Extract every line in the listing below that contains the string "pedestal", where uppercase and lowercase letters count as different.

• • • • • • •

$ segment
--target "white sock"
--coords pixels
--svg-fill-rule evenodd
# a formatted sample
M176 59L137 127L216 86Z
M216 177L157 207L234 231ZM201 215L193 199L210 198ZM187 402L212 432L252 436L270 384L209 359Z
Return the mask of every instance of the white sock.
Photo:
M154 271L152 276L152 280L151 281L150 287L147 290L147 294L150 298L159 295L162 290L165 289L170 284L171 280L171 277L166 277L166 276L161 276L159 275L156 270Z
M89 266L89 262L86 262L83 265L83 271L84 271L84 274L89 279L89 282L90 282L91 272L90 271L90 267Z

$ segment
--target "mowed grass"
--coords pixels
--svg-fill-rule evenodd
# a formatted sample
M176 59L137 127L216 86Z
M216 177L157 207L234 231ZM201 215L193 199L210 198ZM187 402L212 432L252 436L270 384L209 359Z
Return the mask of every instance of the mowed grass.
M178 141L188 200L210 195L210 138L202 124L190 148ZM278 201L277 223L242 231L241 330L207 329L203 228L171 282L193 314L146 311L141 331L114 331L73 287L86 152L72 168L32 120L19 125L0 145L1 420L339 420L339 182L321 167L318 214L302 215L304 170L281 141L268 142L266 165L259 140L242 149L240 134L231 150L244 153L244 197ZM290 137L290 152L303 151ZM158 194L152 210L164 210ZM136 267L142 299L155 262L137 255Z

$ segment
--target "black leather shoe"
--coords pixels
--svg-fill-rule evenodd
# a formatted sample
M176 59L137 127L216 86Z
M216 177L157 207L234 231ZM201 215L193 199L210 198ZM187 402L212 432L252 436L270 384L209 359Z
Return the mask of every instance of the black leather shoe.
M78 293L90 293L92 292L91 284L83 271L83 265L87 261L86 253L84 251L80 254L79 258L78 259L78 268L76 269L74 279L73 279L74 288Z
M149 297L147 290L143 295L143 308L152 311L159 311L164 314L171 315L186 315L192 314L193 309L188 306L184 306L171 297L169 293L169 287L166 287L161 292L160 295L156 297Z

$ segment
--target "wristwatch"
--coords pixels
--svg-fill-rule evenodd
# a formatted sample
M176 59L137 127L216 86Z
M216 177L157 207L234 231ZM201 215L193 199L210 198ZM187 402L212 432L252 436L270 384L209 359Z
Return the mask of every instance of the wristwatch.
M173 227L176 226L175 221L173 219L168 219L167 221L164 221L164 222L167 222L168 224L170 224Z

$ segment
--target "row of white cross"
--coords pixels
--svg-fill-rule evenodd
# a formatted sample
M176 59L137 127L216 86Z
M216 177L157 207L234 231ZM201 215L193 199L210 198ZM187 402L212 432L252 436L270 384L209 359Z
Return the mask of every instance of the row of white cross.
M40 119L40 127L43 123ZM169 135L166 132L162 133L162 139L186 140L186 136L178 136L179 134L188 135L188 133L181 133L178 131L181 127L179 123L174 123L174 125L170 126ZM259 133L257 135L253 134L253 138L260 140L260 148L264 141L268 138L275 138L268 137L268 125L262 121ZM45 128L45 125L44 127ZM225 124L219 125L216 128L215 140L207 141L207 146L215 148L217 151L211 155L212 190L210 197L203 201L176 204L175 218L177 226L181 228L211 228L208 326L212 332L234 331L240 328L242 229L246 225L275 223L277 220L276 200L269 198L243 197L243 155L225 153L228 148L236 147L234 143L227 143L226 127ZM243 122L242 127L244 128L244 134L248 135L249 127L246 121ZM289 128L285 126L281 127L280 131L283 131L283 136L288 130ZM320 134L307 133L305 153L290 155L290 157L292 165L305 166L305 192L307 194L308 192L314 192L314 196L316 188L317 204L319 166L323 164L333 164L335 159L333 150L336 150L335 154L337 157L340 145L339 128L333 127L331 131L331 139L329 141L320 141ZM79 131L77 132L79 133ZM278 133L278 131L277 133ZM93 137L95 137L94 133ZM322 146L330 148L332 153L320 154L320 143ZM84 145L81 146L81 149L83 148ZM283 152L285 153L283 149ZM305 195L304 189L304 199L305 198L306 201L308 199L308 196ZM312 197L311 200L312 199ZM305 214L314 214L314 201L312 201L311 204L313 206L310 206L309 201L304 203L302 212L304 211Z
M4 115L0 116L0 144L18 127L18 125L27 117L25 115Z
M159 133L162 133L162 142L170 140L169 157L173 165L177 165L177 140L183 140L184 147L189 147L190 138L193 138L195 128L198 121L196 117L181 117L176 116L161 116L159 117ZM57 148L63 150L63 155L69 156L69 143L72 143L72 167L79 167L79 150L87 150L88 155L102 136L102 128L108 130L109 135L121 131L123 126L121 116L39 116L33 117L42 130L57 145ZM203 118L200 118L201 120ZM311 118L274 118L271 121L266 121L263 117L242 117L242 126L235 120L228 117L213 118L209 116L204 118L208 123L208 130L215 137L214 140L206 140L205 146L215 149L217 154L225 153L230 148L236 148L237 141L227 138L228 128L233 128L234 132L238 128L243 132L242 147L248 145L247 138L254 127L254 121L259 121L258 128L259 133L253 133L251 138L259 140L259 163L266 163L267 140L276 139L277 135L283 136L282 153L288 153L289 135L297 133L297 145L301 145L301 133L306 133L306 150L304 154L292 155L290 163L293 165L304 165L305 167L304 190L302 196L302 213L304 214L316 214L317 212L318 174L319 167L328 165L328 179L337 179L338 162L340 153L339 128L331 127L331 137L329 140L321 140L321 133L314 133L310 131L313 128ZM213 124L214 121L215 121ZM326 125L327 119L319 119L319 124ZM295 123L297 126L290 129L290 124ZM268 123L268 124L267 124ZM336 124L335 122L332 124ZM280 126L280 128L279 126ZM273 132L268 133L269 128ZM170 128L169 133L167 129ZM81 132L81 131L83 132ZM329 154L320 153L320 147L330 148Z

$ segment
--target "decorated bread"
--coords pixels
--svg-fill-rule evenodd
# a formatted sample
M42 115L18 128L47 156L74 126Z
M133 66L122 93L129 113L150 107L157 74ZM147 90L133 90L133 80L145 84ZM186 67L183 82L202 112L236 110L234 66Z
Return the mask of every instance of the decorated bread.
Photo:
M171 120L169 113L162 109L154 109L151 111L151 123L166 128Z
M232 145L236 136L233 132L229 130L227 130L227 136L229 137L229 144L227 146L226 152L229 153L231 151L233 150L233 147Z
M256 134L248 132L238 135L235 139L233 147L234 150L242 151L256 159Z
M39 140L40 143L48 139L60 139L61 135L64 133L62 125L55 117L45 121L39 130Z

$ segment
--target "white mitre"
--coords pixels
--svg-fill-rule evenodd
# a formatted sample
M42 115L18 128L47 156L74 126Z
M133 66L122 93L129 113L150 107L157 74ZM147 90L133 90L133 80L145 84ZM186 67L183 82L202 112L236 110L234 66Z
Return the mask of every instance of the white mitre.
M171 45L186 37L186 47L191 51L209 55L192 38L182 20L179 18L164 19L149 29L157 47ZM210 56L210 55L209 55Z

• • • • • • •

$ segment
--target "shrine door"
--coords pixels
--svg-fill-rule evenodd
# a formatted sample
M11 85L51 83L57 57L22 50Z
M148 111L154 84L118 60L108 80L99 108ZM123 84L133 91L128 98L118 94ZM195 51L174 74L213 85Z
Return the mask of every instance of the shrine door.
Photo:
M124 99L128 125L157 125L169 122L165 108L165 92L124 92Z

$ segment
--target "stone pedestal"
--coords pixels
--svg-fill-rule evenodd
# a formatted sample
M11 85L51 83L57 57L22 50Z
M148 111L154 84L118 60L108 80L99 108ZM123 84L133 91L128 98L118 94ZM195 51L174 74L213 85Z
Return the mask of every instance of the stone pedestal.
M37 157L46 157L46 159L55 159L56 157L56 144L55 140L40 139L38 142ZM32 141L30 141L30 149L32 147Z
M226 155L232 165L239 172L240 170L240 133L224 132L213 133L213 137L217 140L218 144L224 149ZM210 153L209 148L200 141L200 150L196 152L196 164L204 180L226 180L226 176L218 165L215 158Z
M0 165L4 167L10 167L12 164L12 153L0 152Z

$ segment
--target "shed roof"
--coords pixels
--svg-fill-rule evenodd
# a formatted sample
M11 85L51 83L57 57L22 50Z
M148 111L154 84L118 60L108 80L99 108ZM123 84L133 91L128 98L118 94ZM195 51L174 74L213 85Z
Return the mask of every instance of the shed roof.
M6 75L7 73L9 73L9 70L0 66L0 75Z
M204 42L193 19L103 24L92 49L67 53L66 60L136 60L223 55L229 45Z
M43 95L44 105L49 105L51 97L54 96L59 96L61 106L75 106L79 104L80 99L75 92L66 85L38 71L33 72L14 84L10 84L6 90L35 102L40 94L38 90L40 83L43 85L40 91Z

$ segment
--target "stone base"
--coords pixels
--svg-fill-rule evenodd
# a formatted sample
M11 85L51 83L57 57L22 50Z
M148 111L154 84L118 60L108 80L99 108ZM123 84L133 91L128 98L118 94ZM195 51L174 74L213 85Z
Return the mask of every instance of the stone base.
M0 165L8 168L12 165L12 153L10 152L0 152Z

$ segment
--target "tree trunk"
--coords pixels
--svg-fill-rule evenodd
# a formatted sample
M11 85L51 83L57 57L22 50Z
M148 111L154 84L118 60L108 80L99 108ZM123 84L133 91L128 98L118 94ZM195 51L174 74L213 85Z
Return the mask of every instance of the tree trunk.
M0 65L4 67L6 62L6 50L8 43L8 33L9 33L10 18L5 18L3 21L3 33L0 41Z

• • • • • • •

THE RESULT:
--target "stone pedestal"
Return the mask of every instance of the stone pedestal.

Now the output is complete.